• **JOB**:
Collect each line in the material below that contains the word "orange", copying every one in full.

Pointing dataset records
======

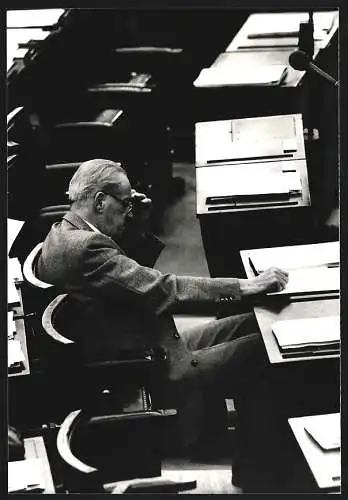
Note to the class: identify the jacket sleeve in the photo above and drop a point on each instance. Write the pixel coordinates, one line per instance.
(145, 249)
(110, 273)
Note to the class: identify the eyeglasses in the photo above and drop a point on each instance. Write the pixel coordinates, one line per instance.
(126, 203)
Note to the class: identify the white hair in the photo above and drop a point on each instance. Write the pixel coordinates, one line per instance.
(91, 176)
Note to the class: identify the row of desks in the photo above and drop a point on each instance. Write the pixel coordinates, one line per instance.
(324, 465)
(266, 40)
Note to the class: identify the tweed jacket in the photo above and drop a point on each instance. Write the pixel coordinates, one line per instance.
(123, 303)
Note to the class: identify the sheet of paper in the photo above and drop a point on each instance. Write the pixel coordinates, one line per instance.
(13, 228)
(296, 256)
(11, 326)
(246, 75)
(279, 127)
(326, 430)
(13, 272)
(307, 331)
(32, 18)
(14, 352)
(25, 474)
(312, 279)
(247, 179)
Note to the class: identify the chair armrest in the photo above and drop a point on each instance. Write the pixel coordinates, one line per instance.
(120, 87)
(160, 485)
(28, 268)
(82, 125)
(148, 50)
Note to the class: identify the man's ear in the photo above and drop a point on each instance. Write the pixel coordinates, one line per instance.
(99, 201)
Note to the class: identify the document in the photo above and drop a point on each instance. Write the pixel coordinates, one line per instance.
(277, 127)
(13, 229)
(307, 332)
(311, 279)
(288, 24)
(296, 256)
(13, 273)
(11, 326)
(25, 476)
(246, 75)
(15, 354)
(325, 430)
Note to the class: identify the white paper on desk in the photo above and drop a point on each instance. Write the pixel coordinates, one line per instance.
(288, 23)
(248, 179)
(278, 127)
(246, 75)
(14, 272)
(13, 228)
(32, 18)
(11, 326)
(295, 256)
(325, 430)
(311, 279)
(14, 352)
(304, 332)
(25, 474)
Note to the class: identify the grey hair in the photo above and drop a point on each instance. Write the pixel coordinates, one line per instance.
(91, 176)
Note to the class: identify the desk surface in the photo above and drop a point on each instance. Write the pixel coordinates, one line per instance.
(36, 18)
(280, 308)
(232, 60)
(323, 464)
(259, 30)
(21, 336)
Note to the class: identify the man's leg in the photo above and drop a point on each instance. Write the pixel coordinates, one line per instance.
(238, 367)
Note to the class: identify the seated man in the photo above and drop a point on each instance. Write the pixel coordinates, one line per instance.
(102, 256)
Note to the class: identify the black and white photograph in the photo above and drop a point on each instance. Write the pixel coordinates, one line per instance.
(173, 250)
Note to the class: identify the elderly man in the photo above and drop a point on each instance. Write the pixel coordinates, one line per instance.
(102, 255)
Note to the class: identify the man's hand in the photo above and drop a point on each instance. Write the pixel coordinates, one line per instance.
(141, 211)
(271, 280)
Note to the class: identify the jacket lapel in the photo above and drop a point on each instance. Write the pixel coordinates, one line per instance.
(79, 223)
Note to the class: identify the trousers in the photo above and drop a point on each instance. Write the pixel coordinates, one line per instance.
(233, 363)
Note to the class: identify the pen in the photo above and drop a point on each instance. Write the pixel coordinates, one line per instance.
(253, 268)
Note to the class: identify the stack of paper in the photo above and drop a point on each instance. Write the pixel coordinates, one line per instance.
(308, 333)
(15, 356)
(25, 475)
(296, 256)
(13, 273)
(11, 326)
(246, 75)
(312, 279)
(325, 430)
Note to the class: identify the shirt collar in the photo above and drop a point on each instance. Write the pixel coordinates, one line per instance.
(91, 226)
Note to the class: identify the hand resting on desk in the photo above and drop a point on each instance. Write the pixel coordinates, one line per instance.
(270, 280)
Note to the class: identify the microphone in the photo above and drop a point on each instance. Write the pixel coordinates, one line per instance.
(301, 61)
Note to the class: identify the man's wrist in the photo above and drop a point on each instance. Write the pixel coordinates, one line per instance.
(248, 287)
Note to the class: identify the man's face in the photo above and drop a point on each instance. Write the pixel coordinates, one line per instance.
(116, 207)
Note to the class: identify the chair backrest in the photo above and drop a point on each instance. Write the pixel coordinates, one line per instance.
(29, 268)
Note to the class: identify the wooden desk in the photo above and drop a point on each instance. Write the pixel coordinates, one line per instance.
(15, 37)
(281, 308)
(226, 230)
(286, 25)
(319, 461)
(232, 60)
(36, 18)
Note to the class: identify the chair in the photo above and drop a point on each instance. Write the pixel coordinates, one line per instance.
(105, 449)
(116, 431)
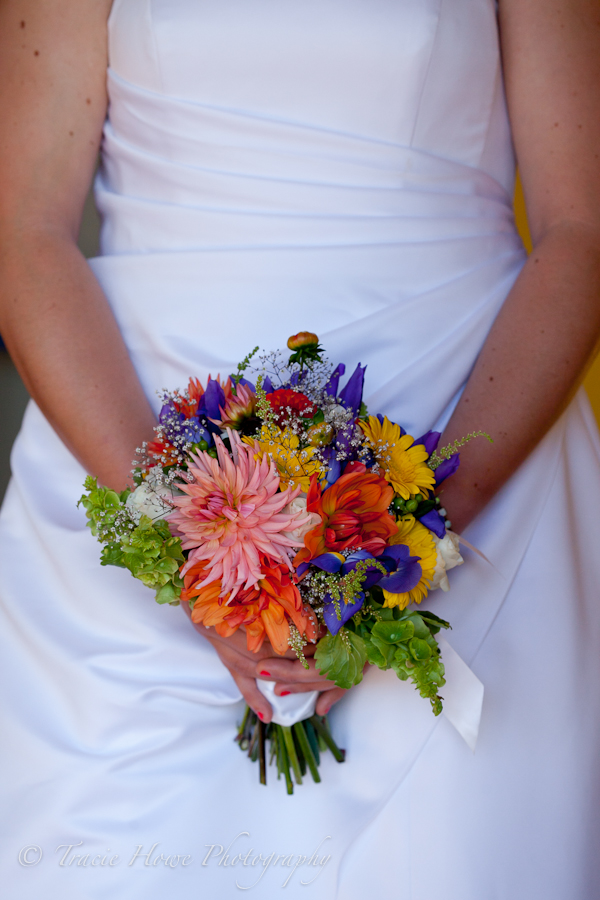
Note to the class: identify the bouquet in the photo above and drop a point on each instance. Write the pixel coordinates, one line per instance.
(280, 506)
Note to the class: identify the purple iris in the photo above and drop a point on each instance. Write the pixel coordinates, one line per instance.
(331, 388)
(334, 467)
(446, 468)
(403, 574)
(351, 395)
(212, 400)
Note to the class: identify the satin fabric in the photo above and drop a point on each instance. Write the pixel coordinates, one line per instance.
(343, 166)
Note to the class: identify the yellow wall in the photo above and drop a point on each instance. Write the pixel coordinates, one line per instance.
(592, 380)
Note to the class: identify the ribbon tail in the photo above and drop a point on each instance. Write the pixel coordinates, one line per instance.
(462, 694)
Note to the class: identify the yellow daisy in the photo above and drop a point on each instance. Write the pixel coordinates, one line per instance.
(295, 465)
(420, 543)
(403, 463)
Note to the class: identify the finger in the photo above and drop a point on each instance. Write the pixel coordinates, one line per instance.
(253, 697)
(282, 689)
(327, 699)
(235, 661)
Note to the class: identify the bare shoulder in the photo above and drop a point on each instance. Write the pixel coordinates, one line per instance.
(551, 58)
(53, 58)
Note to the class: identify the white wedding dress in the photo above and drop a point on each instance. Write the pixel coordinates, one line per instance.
(269, 166)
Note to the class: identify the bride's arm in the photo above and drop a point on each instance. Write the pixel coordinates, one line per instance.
(54, 317)
(538, 348)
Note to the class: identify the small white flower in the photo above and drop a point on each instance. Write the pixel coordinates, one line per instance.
(150, 499)
(448, 556)
(299, 506)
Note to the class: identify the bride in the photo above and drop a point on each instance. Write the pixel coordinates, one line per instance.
(344, 166)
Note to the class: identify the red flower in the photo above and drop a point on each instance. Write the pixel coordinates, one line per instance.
(287, 404)
(354, 513)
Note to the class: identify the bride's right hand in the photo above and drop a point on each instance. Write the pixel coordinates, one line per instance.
(245, 667)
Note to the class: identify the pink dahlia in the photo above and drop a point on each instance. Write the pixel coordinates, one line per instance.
(232, 514)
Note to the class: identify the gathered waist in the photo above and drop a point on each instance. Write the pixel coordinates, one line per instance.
(180, 175)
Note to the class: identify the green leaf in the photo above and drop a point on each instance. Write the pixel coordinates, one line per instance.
(420, 650)
(168, 594)
(342, 657)
(394, 632)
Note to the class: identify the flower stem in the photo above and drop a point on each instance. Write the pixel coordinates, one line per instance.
(306, 750)
(288, 738)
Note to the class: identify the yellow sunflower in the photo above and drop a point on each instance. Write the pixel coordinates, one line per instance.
(295, 465)
(403, 463)
(420, 543)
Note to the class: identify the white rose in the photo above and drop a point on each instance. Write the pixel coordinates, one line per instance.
(298, 506)
(448, 556)
(149, 499)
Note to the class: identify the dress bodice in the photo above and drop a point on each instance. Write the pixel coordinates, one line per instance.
(273, 122)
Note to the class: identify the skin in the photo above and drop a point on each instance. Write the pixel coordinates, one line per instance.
(66, 344)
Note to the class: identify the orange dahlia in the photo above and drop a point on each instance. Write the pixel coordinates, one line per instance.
(265, 610)
(354, 513)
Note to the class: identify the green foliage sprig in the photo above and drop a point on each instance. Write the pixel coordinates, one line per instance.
(147, 549)
(402, 640)
(438, 456)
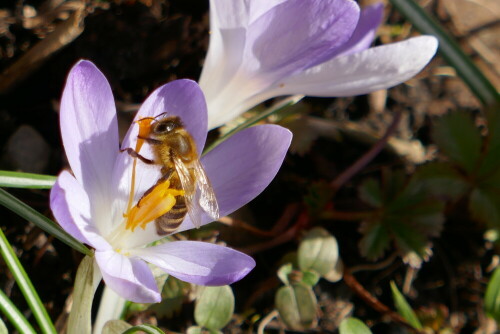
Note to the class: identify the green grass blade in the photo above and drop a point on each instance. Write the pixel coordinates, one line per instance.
(26, 286)
(257, 118)
(26, 180)
(451, 51)
(28, 213)
(404, 309)
(146, 328)
(14, 315)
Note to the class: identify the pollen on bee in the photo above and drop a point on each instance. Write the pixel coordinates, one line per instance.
(155, 203)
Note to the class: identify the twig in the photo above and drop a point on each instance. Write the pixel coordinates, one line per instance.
(64, 34)
(372, 301)
(366, 158)
(300, 223)
(288, 214)
(375, 266)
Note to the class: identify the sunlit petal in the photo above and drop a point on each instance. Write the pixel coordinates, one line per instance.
(199, 262)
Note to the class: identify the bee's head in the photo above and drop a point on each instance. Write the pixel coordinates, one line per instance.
(166, 126)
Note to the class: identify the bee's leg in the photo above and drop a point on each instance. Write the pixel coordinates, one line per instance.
(167, 173)
(135, 154)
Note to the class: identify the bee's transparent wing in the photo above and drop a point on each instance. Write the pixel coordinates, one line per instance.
(199, 195)
(207, 198)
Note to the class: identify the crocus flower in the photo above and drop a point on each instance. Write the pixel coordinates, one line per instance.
(90, 203)
(261, 49)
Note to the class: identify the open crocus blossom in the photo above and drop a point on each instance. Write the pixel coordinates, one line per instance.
(91, 204)
(260, 49)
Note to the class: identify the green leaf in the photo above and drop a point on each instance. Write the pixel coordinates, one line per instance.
(493, 137)
(458, 137)
(30, 214)
(25, 285)
(283, 273)
(214, 307)
(492, 296)
(370, 193)
(404, 309)
(115, 327)
(353, 326)
(375, 240)
(278, 107)
(15, 316)
(146, 328)
(484, 206)
(442, 180)
(173, 296)
(79, 320)
(3, 328)
(450, 50)
(26, 180)
(195, 330)
(318, 251)
(200, 330)
(297, 306)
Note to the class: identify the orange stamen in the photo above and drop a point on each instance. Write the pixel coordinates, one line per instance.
(155, 204)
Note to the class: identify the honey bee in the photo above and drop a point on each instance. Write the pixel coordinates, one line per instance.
(175, 151)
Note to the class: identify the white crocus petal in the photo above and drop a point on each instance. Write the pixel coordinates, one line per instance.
(360, 73)
(198, 262)
(71, 208)
(130, 277)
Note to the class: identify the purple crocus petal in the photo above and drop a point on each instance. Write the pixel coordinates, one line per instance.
(243, 166)
(89, 129)
(129, 277)
(364, 34)
(360, 73)
(71, 208)
(198, 262)
(278, 42)
(237, 14)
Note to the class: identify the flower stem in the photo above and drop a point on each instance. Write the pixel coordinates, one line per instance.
(26, 286)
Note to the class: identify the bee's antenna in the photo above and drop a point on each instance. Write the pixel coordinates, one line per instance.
(160, 115)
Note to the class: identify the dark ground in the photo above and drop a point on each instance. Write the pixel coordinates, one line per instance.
(140, 45)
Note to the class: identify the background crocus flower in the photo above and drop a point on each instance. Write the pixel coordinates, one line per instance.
(260, 49)
(90, 203)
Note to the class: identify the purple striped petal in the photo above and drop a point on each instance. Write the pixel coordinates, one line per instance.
(369, 20)
(89, 129)
(129, 277)
(243, 166)
(71, 208)
(199, 262)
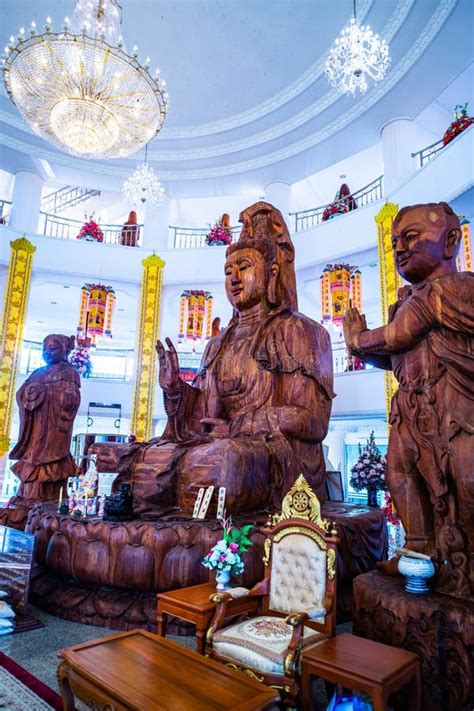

======

• **OUTPUT BELOW**:
Note to the class: identify the orange dahlia in the photo above and drop a point on each instance. Write the pixel coordinates, one line per instance.
Note to the class: identify the orange stamen in the photo above and drop a point on each instance. Write the pixel coordinates, one line per instance.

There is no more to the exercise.